BEGIN Records for this exercise
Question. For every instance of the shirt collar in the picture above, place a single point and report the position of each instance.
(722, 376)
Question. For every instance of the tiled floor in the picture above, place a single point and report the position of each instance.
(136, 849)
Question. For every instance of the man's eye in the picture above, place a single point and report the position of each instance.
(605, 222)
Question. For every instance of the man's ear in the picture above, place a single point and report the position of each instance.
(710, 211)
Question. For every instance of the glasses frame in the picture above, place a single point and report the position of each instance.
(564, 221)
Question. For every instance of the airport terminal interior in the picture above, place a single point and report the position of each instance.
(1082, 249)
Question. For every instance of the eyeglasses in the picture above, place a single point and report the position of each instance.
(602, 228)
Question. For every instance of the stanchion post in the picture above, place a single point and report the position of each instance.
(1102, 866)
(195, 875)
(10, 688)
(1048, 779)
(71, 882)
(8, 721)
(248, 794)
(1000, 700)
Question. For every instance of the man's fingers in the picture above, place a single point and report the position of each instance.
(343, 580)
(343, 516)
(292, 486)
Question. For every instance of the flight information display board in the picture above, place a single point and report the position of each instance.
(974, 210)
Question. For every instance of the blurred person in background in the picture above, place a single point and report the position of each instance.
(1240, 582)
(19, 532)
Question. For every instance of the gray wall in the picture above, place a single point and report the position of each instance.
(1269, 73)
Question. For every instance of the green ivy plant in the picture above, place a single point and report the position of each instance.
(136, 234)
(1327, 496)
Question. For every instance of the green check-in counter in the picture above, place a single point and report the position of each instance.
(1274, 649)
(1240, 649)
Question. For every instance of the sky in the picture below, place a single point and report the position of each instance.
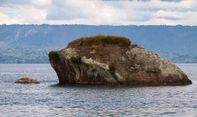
(99, 12)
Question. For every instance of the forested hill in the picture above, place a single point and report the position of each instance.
(31, 43)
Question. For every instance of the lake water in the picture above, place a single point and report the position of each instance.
(47, 99)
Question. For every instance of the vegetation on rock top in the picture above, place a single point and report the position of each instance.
(100, 40)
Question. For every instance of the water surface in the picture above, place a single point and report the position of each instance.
(47, 99)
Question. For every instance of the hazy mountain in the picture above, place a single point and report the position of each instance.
(31, 43)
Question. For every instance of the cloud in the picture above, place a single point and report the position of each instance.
(137, 12)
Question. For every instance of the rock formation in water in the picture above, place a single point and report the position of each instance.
(113, 60)
(27, 80)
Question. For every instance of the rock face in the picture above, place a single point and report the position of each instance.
(27, 80)
(113, 60)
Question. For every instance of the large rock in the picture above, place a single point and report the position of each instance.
(113, 60)
(27, 80)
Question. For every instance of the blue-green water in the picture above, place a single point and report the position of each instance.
(47, 99)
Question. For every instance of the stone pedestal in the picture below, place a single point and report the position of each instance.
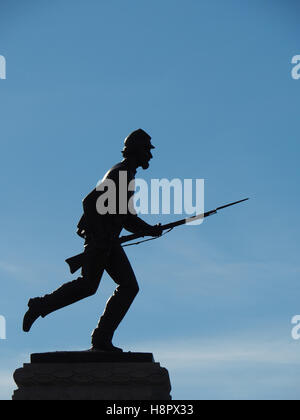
(92, 376)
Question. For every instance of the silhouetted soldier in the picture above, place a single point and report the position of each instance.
(102, 250)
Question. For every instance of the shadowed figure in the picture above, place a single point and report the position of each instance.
(102, 251)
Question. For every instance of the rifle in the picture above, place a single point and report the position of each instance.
(76, 262)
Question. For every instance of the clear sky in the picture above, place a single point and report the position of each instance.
(211, 82)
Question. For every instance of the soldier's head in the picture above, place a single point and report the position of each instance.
(138, 146)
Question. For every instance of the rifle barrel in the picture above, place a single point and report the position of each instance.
(172, 225)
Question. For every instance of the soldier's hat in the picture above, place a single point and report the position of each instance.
(138, 140)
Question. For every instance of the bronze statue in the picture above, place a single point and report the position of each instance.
(103, 251)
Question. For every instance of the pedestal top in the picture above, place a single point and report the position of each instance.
(91, 357)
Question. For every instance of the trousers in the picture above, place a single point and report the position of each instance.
(114, 261)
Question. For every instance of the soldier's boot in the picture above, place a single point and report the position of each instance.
(102, 341)
(66, 295)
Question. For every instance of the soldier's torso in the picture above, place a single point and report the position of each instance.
(107, 225)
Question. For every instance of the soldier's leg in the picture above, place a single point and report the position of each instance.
(120, 270)
(69, 293)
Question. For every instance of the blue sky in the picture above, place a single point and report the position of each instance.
(211, 82)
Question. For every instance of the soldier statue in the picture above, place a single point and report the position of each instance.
(103, 251)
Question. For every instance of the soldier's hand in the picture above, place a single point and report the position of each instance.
(156, 230)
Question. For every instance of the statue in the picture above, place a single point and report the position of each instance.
(102, 250)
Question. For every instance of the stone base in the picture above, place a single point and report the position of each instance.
(92, 376)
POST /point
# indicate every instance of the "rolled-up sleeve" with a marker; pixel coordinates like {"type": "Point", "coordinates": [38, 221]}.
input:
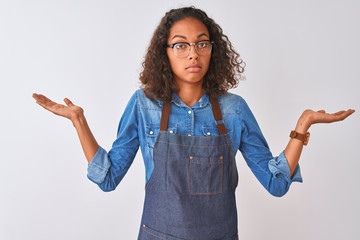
END Records for this exercise
Put every line of the items above into a numbered list, leaving out blank lines and the pictures.

| Answer to this exercise |
1. Question. For every instance of the shirt collar in the picture above, place a single point and report the position of each instance.
2. (722, 376)
3. Question. For every instance of the tiled floor in the picture above, place a single point and report the position of each instance.
4. (136, 849)
5. Question. For every instance of the man's eye in the picture above, place a single point and report the position of each instance.
6. (605, 222)
7. Question. For every instance of the man's ear in the picture above, place a single point and report the position of each instance.
8. (710, 211)
9. Question. For every instance of the glasses frame in the picture above, place a single point and report the position of each instance.
10. (564, 221)
11. Question. For every instance of the airport terminal interior in the picture above, place a single point and report the position of each instance.
12. (1082, 249)
13. Question. For every instance of the eyeglasses in the picture above, place a single point and report the position of each instance.
14. (602, 228)
15. Question. For every instance of the stanchion post in the picture above, place a single point and report the position of each instance.
16. (1102, 866)
17. (195, 875)
18. (10, 688)
19. (1048, 779)
20. (71, 882)
21. (8, 721)
22. (248, 794)
23. (1000, 700)
24. Question. For every instance of the man's fingers in the picture above, place a single point and report the position of each instance.
25. (343, 580)
26. (343, 516)
27. (292, 486)
28. Question. For every instance of the flight information display board in the picture above, place a single point and report the position of each instance.
29. (974, 210)
30. Question. For every instance of the blurred person in background in the picture above, place a single point and report the position of each instance.
31. (1240, 582)
32. (19, 532)
33. Question. For every instance of the gray wall in the picture above, place a single point and report the position of each instance.
34. (1269, 73)
35. Question. For every instance of the green ivy plant in the picture above, place a single point and report the position of each instance.
36. (136, 234)
37. (1327, 496)
38. Question. For every instance of the green check-in counter in the picture above, place a single point and report the position of each instance.
39. (1274, 649)
40. (1240, 649)
41. Question. For every instance of the sky in the picture below, place a single point and report the position of each instance.
42. (99, 12)
43. Question. For every instance of the forested hill in the picture above, place a single point and report the position of each instance.
44. (31, 43)
45. Question. For every instance of the lake water in the picture above, place a single point and report the position of each instance.
46. (47, 99)
47. Question. For every instance of the vegetation on rock top in the picture above, place a single point and report the position of each instance.
48. (100, 40)
49. Question. For every instance of the water surface in the picture above, place a single point and report the position of each instance.
50. (47, 99)
51. Question. For every instance of the hazy mountain in the picture above, place a single point and report the position of each instance.
52. (31, 43)
53. Question. For every instance of the cloud in the picture above, place a single point and report the position of each instance.
54. (137, 12)
55. Question. For every instance of the rock formation in water in the picture above, place a single point and report the position of each instance.
56. (113, 60)
57. (27, 80)
58. Question. For every instance of the rock face in the picture above, place a single point and report the position of each instance.
59. (27, 80)
60. (113, 60)
61. Question. For every instance of the large rock in the picture above, place a single point and report the position of each instance.
62. (113, 60)
63. (27, 80)
64. Question. For every instance of the blue-green water in the picture above, place a single point and report the position of each instance.
65. (47, 99)
66. Question. For every instance of the stone pedestal in the picture below, place a single point and report the position of each instance.
67. (92, 376)
68. Question. For every instance of the silhouetted soldier in the picture above, place a single point and report the position of each instance.
69. (102, 250)
70. Question. For every instance of the shadowed figure in the picture above, place a single point and report the position of each instance.
71. (102, 251)
72. Question. For every instance of the rifle in the picture above, place a single point and report the position of each instance.
73. (76, 262)
74. Question. For every instance of the clear sky in the picture above, place a single point and report the position of each instance.
75. (211, 82)
76. Question. For every instance of the soldier's head in the picture above, place a single point and report the position of each instance.
77. (138, 146)
78. Question. For every instance of the rifle barrel in the picture above, place a single point and report the position of each instance.
79. (172, 225)
80. Question. For every instance of the soldier's hat in the picture above, place a single point and report the position of each instance.
81. (138, 140)
82. Question. For every instance of the bronze statue in the picture above, place a single point and report the position of each instance.
83. (103, 251)
84. Question. For every instance of the pedestal top in the picture above, place a single point and report the position of each instance.
85. (91, 357)
86. Question. For every instance of the trousers in the picture above, place a single point and report the position of each instance.
87. (114, 261)
88. Question. For every instance of the soldier's boot in the picture above, place a single point and report the position of each instance.
89. (102, 341)
90. (66, 295)
91. Question. For every instance of the soldier's torso in the picture above, place a single point and report the position of each instance.
92. (107, 225)
93. Question. For every instance of the soldier's leg in the picture above, place a single point and report the position of each instance.
94. (120, 270)
95. (69, 293)
96. Question. For every instance of the blue sky in the picture above, place a single point and report the position of each instance.
97. (211, 82)
98. Question. For every instance of the soldier statue in the picture above, place a single point and report the position of each instance.
99. (103, 251)
100. Question. For every instance of the soldier's hand in the picture above, place a single point and report the position of each instance.
101. (156, 230)
102. Question. For every instance of the statue in the picture above, place a single point and report the position of each instance.
103. (102, 250)
104. Question. For every instance of the stone base in the picture above, place a single point and report the position of each instance.
105. (92, 376)
106. POST /point
107. # indicate every instance of the "rolled-up sleeve" with a marker; pixel coordinates like {"type": "Point", "coordinates": [38, 221]}.
108. input:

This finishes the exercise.